--- START PASSAGE ---

# Lawn mower knife screw stuck



## t_andersen (Mar 13, 2005)

Hi guys,

I have been working on my Briggs & Stratton lawn mower engine and everything has been smooth sailing thanks to a book and help from you guys. However, I have a stupid problem: I have a hard time getting the rotary cutter knife (is that the name?) off to get it out for sharpening and to get access to the oil evacuation screw. Do you guys have any tricks for that? There is a single screw underneath holding the knife in the center, that's the one I can't get out. Also, does it have right-hand or left-hand threads?

Thanks
Tom


----------



## mikemerritt (Dec 6, 2004)

Rotary cutter knife = blade

Oil evacuation screw = oil drain plug 

Call them what you like, we know what you mean  

On the oil drain plug....pop it with a hammer just hard enough to "shock" it. If its recessed hex head you may have to use a punch to shock it. If you have a decent allen set this style of plug should come right out. If its square, pop it and use a 7/16 open end wrench. These can be tough due to the limited force you can use with the open end wrench.

--- END PASSAGE ---

■ **TASK SET**
• 1. Transcribe the stretch of the lawn mower thread from "# Lawn mower" through "or left-hand threads?".
• 2. Pick up the lawn mower thread after its last sentence and continue writing it.

--- START SUPPLIED DATA ---

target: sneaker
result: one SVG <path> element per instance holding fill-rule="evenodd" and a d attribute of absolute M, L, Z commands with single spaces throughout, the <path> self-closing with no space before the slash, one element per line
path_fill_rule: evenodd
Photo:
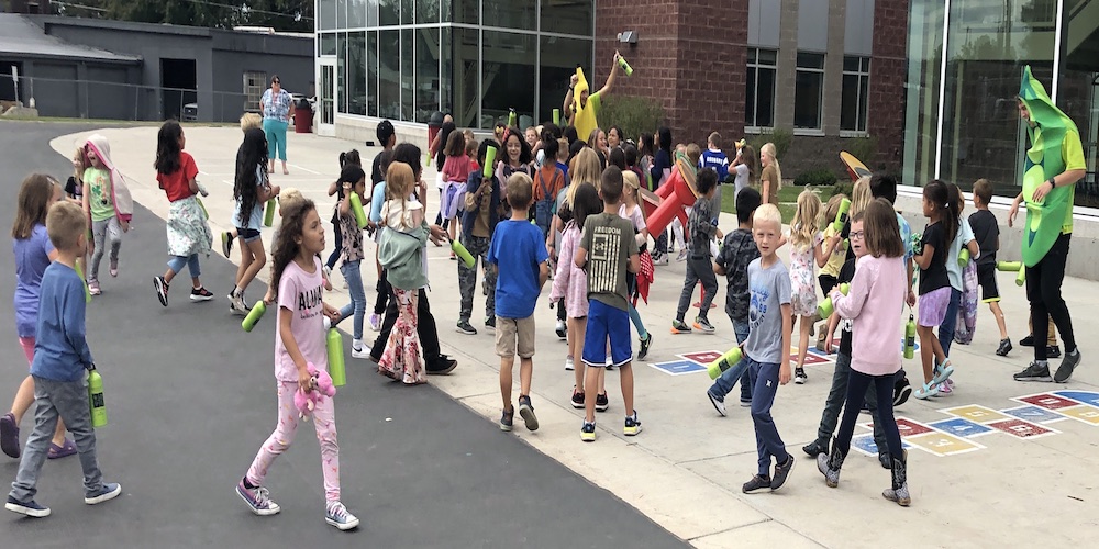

--- END SUPPLIED DATA ---

■ **ANSWERS BY TASK**
• 1.
# Lawn mower knife screw stuck



## t_andersen (Mar 13, 2005)

Hi guys,

I have been working on my Briggs & Stratton lawn mower engine and everything has been smooth sailing thanks to a book and help from you guys. However, I have a stupid problem: I have a hard time getting the rotary cutter knife (is that the name?) off to get it out for sharpening and to get access to the oil evacuation screw. Do you guys have any tricks for that? There is a single screw underneath holding the knife in the center, that's the one I can't get out. Also, does it have right-hand or left-hand threads?

• 2.
On the blade bolt, shocking rarely helps here because the bolt will be so tight. Nothing to do on this but get a 6 point socket or wrench, hold the blade and break it loose. Looking down on the mower from above if the blade turns clockwise it is standard right hand thread. Most rotary mowers are this way due to the rotation of 4 four cycle engines. 

Mike


----------



## t_andersen (Mar 13, 2005)

thanks for the help Mike, sorry for the language, I am Danish/Swedish


----------



## t_andersen (Mar 13, 2005)

Done! To get a lever for holding the blade, I took a long board and put two bolts in it with the heads sticking out. The oil drain screw worked as Mike said. I don't know how I survived in the old days before the Internet!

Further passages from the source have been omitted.